» **WHAT IS NEEDED**
Locate each line of the data below that contains the word "whose" and copy every such line in full.

--- START ---

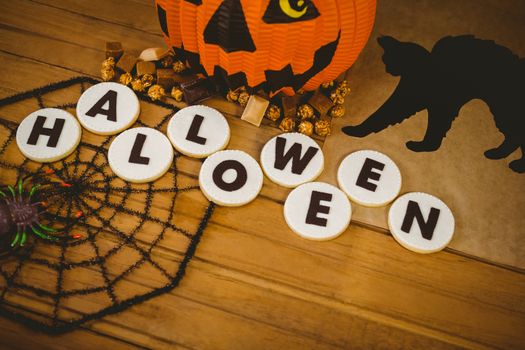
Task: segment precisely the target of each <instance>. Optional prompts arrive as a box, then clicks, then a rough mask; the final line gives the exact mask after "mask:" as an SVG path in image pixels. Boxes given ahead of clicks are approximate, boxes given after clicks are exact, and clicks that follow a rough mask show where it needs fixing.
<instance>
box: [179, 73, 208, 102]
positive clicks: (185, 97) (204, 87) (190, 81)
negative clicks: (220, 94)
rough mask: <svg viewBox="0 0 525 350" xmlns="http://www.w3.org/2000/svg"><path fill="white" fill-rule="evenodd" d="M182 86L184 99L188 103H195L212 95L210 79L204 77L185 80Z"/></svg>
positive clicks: (181, 84) (181, 85) (180, 84)
mask: <svg viewBox="0 0 525 350" xmlns="http://www.w3.org/2000/svg"><path fill="white" fill-rule="evenodd" d="M180 87H181V89H182V91H183V92H184V100H185V101H186V103H188V104H193V103H195V102H197V101H201V100H204V99H206V98H209V97H210V96H211V95H210V89H209V83H208V80H207V79H204V78H197V79H195V80H192V81H188V82H184V83H182V84H180Z"/></svg>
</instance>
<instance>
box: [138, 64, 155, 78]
mask: <svg viewBox="0 0 525 350" xmlns="http://www.w3.org/2000/svg"><path fill="white" fill-rule="evenodd" d="M156 72H157V68H156V67H155V63H153V62H148V61H139V62H137V76H139V77H141V76H143V75H144V74H151V75H155V74H156Z"/></svg>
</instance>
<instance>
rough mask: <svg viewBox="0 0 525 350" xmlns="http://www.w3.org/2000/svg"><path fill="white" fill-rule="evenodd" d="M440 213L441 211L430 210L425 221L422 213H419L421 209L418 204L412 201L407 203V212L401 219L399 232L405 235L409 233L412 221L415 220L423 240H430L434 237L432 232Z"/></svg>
mask: <svg viewBox="0 0 525 350" xmlns="http://www.w3.org/2000/svg"><path fill="white" fill-rule="evenodd" d="M440 212H441V211H440V210H439V209H437V208H430V214H429V215H428V220H427V221H425V218H424V217H423V213H421V208H420V207H419V204H417V202H414V201H408V205H407V211H406V214H405V218H404V219H403V224H402V225H401V230H402V231H404V232H406V233H410V229H411V228H412V223H413V222H414V219H416V220H417V224H418V225H419V228H420V230H421V235H422V236H423V238H425V239H428V240H431V239H432V236H433V235H434V230H435V229H436V225H437V221H438V219H439V213H440Z"/></svg>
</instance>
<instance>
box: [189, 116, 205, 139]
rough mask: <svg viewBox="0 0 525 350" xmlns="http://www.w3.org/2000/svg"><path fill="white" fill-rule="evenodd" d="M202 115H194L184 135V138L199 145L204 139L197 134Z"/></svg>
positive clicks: (200, 136)
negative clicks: (185, 136)
mask: <svg viewBox="0 0 525 350" xmlns="http://www.w3.org/2000/svg"><path fill="white" fill-rule="evenodd" d="M203 121H204V117H203V116H201V115H198V114H197V115H195V117H193V121H192V122H191V125H190V130H188V135H186V140H188V141H192V142H195V143H198V144H199V145H205V144H206V139H205V138H204V137H202V136H199V130H200V129H201V125H202V122H203Z"/></svg>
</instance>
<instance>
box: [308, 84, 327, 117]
mask: <svg viewBox="0 0 525 350" xmlns="http://www.w3.org/2000/svg"><path fill="white" fill-rule="evenodd" d="M308 103H309V104H310V106H312V107H313V108H314V109H315V110H316V111H317V112H318V113H319V116H320V117H324V116H325V115H326V113H327V112H328V110H329V109H330V108H331V107H332V105H333V103H332V100H330V99H329V98H328V97H326V96H325V95H324V94H323V93H322V92H321V91H319V90H316V91H315V93H314V94H313V95H312V97H310V99H309V100H308Z"/></svg>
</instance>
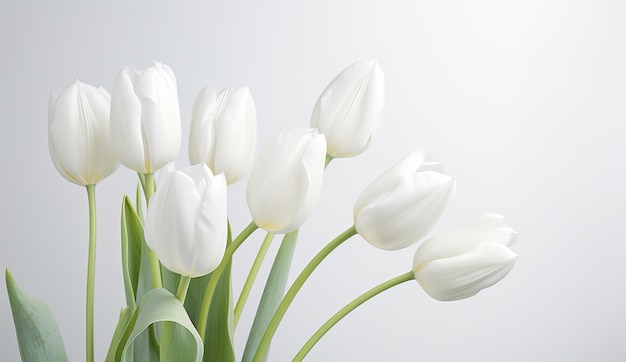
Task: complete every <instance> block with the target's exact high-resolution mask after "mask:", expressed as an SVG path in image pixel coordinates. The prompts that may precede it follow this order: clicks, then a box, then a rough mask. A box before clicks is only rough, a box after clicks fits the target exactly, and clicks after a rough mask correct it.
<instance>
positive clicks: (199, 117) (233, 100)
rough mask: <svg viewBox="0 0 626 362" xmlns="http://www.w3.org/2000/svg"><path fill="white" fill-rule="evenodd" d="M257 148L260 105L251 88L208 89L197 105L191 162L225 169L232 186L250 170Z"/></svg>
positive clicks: (195, 111)
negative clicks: (255, 104) (198, 163)
mask: <svg viewBox="0 0 626 362" xmlns="http://www.w3.org/2000/svg"><path fill="white" fill-rule="evenodd" d="M255 148H256V108H255V106H254V100H253V99H252V96H251V95H250V90H249V89H248V88H237V89H233V90H231V89H224V90H222V91H221V92H219V93H217V92H216V91H215V90H214V89H209V88H204V89H203V90H202V91H200V93H199V94H198V96H197V97H196V100H195V102H194V105H193V112H192V115H191V132H190V134H189V161H190V163H191V164H198V163H206V164H207V166H209V167H210V168H211V170H213V172H215V173H221V172H223V173H224V175H225V176H226V182H227V183H228V184H229V185H230V184H233V183H235V182H237V181H239V180H240V179H241V178H242V177H243V176H244V175H245V174H246V173H247V172H248V170H249V169H250V166H251V165H252V158H253V157H254V151H255Z"/></svg>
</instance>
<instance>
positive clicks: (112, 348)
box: [105, 307, 133, 362]
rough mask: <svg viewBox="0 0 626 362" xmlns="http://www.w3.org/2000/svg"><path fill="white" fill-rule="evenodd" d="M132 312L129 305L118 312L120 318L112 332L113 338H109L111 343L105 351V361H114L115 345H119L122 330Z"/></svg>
mask: <svg viewBox="0 0 626 362" xmlns="http://www.w3.org/2000/svg"><path fill="white" fill-rule="evenodd" d="M132 314H133V313H132V311H131V309H130V307H126V308H124V309H122V311H121V312H120V318H119V320H118V322H117V326H116V327H115V331H114V332H113V338H111V345H110V346H109V351H108V352H107V356H106V359H105V361H106V362H114V360H115V351H116V350H117V347H118V346H119V343H120V340H121V339H122V335H123V333H124V330H125V329H126V326H127V325H128V323H129V321H130V319H131V316H132Z"/></svg>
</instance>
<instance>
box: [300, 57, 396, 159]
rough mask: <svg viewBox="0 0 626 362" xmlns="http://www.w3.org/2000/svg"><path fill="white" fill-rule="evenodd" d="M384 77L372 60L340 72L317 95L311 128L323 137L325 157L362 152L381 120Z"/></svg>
mask: <svg viewBox="0 0 626 362" xmlns="http://www.w3.org/2000/svg"><path fill="white" fill-rule="evenodd" d="M384 110H385V77H384V75H383V71H382V70H381V69H380V66H379V65H378V63H377V62H376V61H375V60H363V61H360V62H357V63H354V64H352V65H351V66H349V67H348V68H346V69H344V70H343V71H342V72H341V73H339V75H337V77H335V79H333V80H332V81H331V82H330V84H328V86H327V87H326V89H324V91H323V92H322V94H321V95H320V97H319V99H318V100H317V103H316V104H315V107H314V109H313V115H312V117H311V127H314V128H317V129H319V131H320V132H321V133H323V134H324V135H325V136H326V142H327V143H328V151H327V152H328V154H329V155H330V156H332V157H351V156H355V155H357V154H359V153H361V152H363V151H365V150H366V149H367V148H368V147H369V145H370V143H371V142H372V139H373V138H374V135H375V134H376V132H377V131H378V127H379V126H380V123H381V121H382V119H383V114H384Z"/></svg>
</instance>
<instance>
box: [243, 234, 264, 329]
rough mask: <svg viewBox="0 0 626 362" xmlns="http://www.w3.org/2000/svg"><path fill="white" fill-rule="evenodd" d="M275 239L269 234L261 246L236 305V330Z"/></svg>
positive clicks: (255, 258)
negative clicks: (247, 302) (263, 262)
mask: <svg viewBox="0 0 626 362" xmlns="http://www.w3.org/2000/svg"><path fill="white" fill-rule="evenodd" d="M273 239H274V234H273V233H267V235H265V239H264V240H263V244H261V248H260V249H259V252H258V254H257V256H256V258H255V259H254V263H252V268H250V273H248V277H247V278H246V282H245V283H244V285H243V288H242V289H241V294H240V295H239V299H238V300H237V304H236V305H235V328H236V327H237V323H238V322H239V317H241V312H242V311H243V307H244V306H245V305H246V301H247V300H248V296H249V295H250V291H251V290H252V285H253V284H254V281H255V280H256V277H257V275H258V274H259V269H261V264H263V260H264V259H265V255H266V254H267V251H268V250H269V248H270V245H272V240H273Z"/></svg>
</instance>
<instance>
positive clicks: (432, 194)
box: [354, 150, 456, 250]
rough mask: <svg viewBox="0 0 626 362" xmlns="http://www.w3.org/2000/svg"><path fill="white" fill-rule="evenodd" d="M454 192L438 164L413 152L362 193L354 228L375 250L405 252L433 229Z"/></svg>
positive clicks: (454, 190)
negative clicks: (400, 249) (403, 249)
mask: <svg viewBox="0 0 626 362" xmlns="http://www.w3.org/2000/svg"><path fill="white" fill-rule="evenodd" d="M455 191H456V182H455V180H454V178H453V177H451V176H449V175H446V174H444V173H443V168H442V166H441V164H439V163H438V162H435V161H433V160H432V159H431V158H430V155H429V154H428V153H427V152H426V151H425V150H417V151H414V152H413V153H411V154H409V155H408V156H407V157H406V158H404V159H403V160H402V161H400V162H398V163H397V164H396V165H394V166H393V167H391V168H390V169H389V170H387V171H386V172H385V173H384V174H382V175H381V176H379V177H378V178H377V179H376V180H375V181H374V182H372V183H371V184H370V185H369V186H368V187H366V188H365V190H363V192H362V193H361V195H360V196H359V197H358V198H357V200H356V202H355V204H354V225H355V227H356V230H357V232H358V233H359V234H360V235H361V236H362V237H363V238H364V239H365V240H367V242H369V243H370V244H372V245H373V246H375V247H377V248H380V249H384V250H397V249H402V248H405V247H407V246H409V245H412V244H414V243H416V242H417V241H419V240H420V239H422V238H423V237H424V236H426V234H427V233H428V232H429V231H430V230H431V229H432V228H433V227H434V226H435V224H436V222H437V221H438V220H439V217H440V216H441V215H442V214H443V212H444V210H445V209H446V208H447V207H448V205H449V204H450V202H451V201H452V199H453V198H454V194H455Z"/></svg>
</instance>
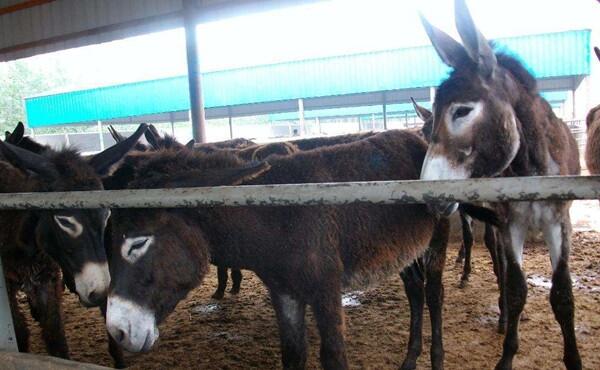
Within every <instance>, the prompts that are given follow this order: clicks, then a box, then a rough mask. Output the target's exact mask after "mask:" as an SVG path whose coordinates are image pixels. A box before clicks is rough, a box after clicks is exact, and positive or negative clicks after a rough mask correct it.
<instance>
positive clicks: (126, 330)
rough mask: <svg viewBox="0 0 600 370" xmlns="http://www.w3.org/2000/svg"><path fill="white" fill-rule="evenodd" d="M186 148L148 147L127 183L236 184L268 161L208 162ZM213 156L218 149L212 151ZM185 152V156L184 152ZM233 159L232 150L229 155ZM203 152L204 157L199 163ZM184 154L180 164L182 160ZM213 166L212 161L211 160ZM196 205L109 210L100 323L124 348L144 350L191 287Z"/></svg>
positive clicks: (193, 254)
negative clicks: (108, 229) (181, 209)
mask: <svg viewBox="0 0 600 370" xmlns="http://www.w3.org/2000/svg"><path fill="white" fill-rule="evenodd" d="M188 154H189V153H185V152H179V153H175V152H173V151H170V152H169V153H164V152H163V153H161V152H157V153H149V154H148V156H149V157H154V160H152V159H151V160H150V161H148V162H146V163H144V164H142V165H141V166H140V167H138V168H137V169H136V173H135V175H134V176H133V178H134V180H133V181H131V182H130V183H128V184H125V186H126V187H127V188H171V187H189V186H214V185H236V184H240V183H242V182H243V181H245V180H246V179H248V178H253V177H255V176H257V175H259V174H261V173H263V172H264V171H266V169H267V168H268V165H266V164H264V163H260V164H258V165H257V164H244V163H242V162H240V160H239V159H237V158H234V159H231V160H227V161H212V160H211V158H208V157H210V156H205V155H203V154H200V153H195V154H193V155H194V156H195V157H196V159H199V161H197V160H192V161H188V159H189V157H188ZM218 155H222V153H219V154H218ZM186 157H187V158H186ZM231 157H232V158H233V156H231ZM205 159H206V160H207V161H209V162H212V163H207V162H206V161H205ZM186 161H187V163H186ZM213 165H214V166H213ZM198 212H199V211H198V210H194V209H189V210H163V209H145V210H132V209H115V210H114V211H113V215H112V217H111V232H110V238H111V241H110V243H109V244H110V245H111V249H110V252H109V266H110V273H111V278H112V282H111V286H110V292H109V295H108V308H107V315H106V325H107V329H108V331H109V333H110V334H111V336H112V337H113V338H114V339H115V340H116V341H117V342H118V343H119V344H120V345H121V346H122V347H123V348H125V349H126V350H128V351H132V352H139V351H146V350H149V349H150V348H151V347H152V346H153V344H154V342H155V341H156V339H157V338H158V333H159V332H158V327H157V326H158V324H160V323H161V322H162V321H163V320H164V319H165V318H166V317H167V315H168V314H169V313H170V312H172V311H173V309H174V308H175V306H176V304H177V303H178V302H179V301H180V300H181V299H183V298H184V297H185V296H186V294H187V293H188V292H189V291H190V290H191V289H193V288H194V287H196V286H197V285H198V284H199V283H200V282H201V280H202V278H203V276H204V275H205V274H206V272H207V270H208V261H209V247H208V245H209V244H208V241H207V239H208V238H206V237H205V235H206V234H205V233H209V232H210V230H202V229H201V226H200V225H199V223H198V217H199V215H198Z"/></svg>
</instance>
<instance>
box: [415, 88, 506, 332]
mask: <svg viewBox="0 0 600 370" xmlns="http://www.w3.org/2000/svg"><path fill="white" fill-rule="evenodd" d="M411 101H412V103H413V107H414V108H415V112H416V113H417V116H418V117H419V118H420V119H421V120H422V121H423V122H424V124H423V127H422V128H421V133H422V135H423V137H424V139H425V141H427V142H430V141H431V130H432V128H433V114H432V113H431V111H430V110H429V109H427V108H425V107H423V106H421V105H419V104H417V102H416V101H415V100H414V99H412V98H411ZM459 216H460V222H461V227H462V235H463V241H462V245H461V247H460V251H459V252H458V256H457V257H456V263H461V262H463V273H462V276H461V278H460V284H459V287H460V288H464V287H465V286H466V284H467V282H468V281H469V276H470V275H471V250H472V248H473V218H472V217H471V216H470V215H469V214H467V212H465V211H464V210H463V209H459ZM484 224H485V232H484V244H485V247H486V249H487V250H488V252H490V256H491V258H492V264H493V266H494V274H495V275H496V277H499V276H500V273H499V269H500V266H499V261H498V258H497V250H496V249H497V243H496V234H495V231H494V227H493V226H492V224H490V223H487V222H486V223H484ZM498 284H500V280H498ZM499 301H500V302H499V304H500V312H505V310H503V309H502V299H499ZM504 324H505V317H503V315H501V317H500V324H499V325H498V328H499V329H500V330H504Z"/></svg>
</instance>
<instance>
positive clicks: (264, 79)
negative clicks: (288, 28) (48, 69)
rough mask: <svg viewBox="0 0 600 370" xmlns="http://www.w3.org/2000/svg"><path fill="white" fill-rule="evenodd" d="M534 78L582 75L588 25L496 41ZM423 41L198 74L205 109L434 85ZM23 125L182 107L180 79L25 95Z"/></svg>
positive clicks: (431, 59)
mask: <svg viewBox="0 0 600 370" xmlns="http://www.w3.org/2000/svg"><path fill="white" fill-rule="evenodd" d="M496 42H497V44H498V46H499V47H500V48H501V49H506V50H508V51H510V52H512V53H514V54H515V55H518V56H519V57H520V59H521V60H522V61H523V62H524V63H525V64H526V65H527V67H528V68H529V69H530V70H531V71H532V73H534V75H535V76H536V77H537V78H550V77H563V76H580V75H589V73H590V31H589V30H580V31H568V32H560V33H550V34H543V35H532V36H523V37H512V38H505V39H498V40H496ZM448 71H449V70H448V68H447V67H446V66H445V65H444V64H442V63H441V61H440V60H439V58H438V56H437V54H436V53H435V51H434V49H433V48H432V47H431V46H421V47H412V48H405V49H395V50H386V51H379V52H371V53H363V54H355V55H346V56H338V57H330V58H322V59H313V60H304V61H297V62H289V63H281V64H274V65H267V66H257V67H248V68H240V69H234V70H227V71H218V72H211V73H205V74H203V76H202V77H203V91H204V100H205V106H206V107H207V108H214V107H225V106H233V105H242V104H253V103H264V102H272V101H281V100H288V99H299V98H305V99H306V98H315V97H322V96H334V95H344V94H356V93H368V92H375V91H386V90H399V89H408V88H419V87H429V86H436V85H438V84H439V83H440V81H441V80H442V79H444V78H445V77H446V76H447V73H448ZM25 106H26V111H27V121H28V124H29V126H30V127H34V128H35V127H41V126H49V125H57V124H66V123H76V122H89V121H96V120H108V119H113V118H122V117H135V116H140V115H146V114H155V113H164V112H173V111H181V110H187V109H189V93H188V85H187V77H186V76H179V77H173V78H166V79H160V80H152V81H143V82H136V83H130V84H123V85H116V86H110V87H102V88H96V89H90V90H81V91H73V92H68V93H62V94H55V95H48V96H39V97H32V98H27V99H25Z"/></svg>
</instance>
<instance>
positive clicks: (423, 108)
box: [410, 98, 433, 142]
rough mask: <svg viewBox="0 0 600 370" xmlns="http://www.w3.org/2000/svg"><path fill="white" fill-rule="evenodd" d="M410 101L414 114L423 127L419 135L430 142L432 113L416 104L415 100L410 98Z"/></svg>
mask: <svg viewBox="0 0 600 370" xmlns="http://www.w3.org/2000/svg"><path fill="white" fill-rule="evenodd" d="M410 101H411V102H412V103H413V107H414V109H415V113H417V116H418V117H419V118H420V119H421V121H423V127H422V128H421V133H422V134H423V137H424V138H425V141H427V142H430V141H431V131H432V130H433V113H431V111H430V110H429V109H427V108H425V107H422V106H420V105H419V104H417V102H416V101H415V99H413V98H410Z"/></svg>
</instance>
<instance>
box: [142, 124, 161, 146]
mask: <svg viewBox="0 0 600 370" xmlns="http://www.w3.org/2000/svg"><path fill="white" fill-rule="evenodd" d="M144 136H146V141H147V142H148V144H150V146H151V147H152V149H154V150H159V149H160V143H159V142H158V141H159V140H160V133H159V132H158V130H157V129H156V127H154V125H150V126H149V127H148V131H146V133H145V134H144Z"/></svg>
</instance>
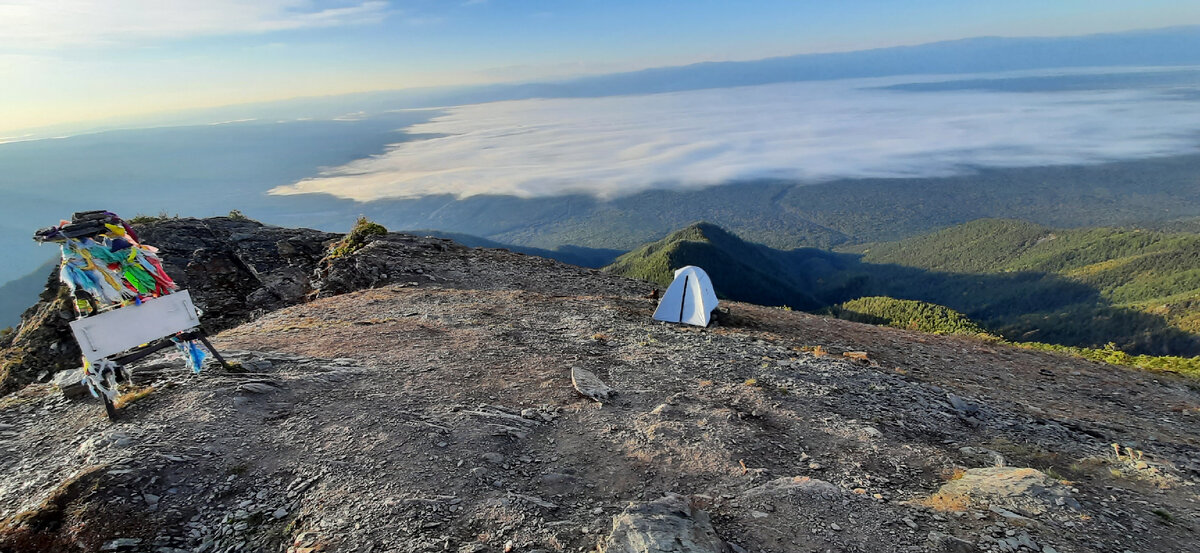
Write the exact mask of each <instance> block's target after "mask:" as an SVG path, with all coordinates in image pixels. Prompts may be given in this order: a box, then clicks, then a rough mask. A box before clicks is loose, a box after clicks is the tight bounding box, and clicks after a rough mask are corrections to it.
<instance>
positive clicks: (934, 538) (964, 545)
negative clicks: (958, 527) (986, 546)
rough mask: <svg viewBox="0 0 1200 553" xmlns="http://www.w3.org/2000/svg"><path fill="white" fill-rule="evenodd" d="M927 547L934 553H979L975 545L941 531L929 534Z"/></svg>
mask: <svg viewBox="0 0 1200 553" xmlns="http://www.w3.org/2000/svg"><path fill="white" fill-rule="evenodd" d="M925 546H926V547H928V549H929V551H930V552H932V553H978V552H979V548H978V547H976V545H974V543H972V542H970V541H966V540H960V539H958V537H954V536H952V535H949V534H942V533H940V531H931V533H929V537H928V539H926V540H925Z"/></svg>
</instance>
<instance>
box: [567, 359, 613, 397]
mask: <svg viewBox="0 0 1200 553" xmlns="http://www.w3.org/2000/svg"><path fill="white" fill-rule="evenodd" d="M571 385H574V386H575V391H577V392H580V393H582V395H583V397H590V398H593V399H595V401H598V402H602V401H605V399H607V398H610V397H612V396H614V395H616V392H613V390H612V389H611V387H608V385H607V384H605V383H604V381H602V380H600V377H596V375H595V373H593V372H592V371H588V369H584V368H580V367H571Z"/></svg>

--- END ---

» **FINISHED EXERCISE**
Within every <instance>, the prompts that are given follow this order: clicks, then a box, then a rough mask. Output the target's exact mask after "mask:" as an SVG path whose coordinates are image pixels. A box before clicks is rough, a box after clicks is exact, and positive or negative clicks after a rough mask correct it.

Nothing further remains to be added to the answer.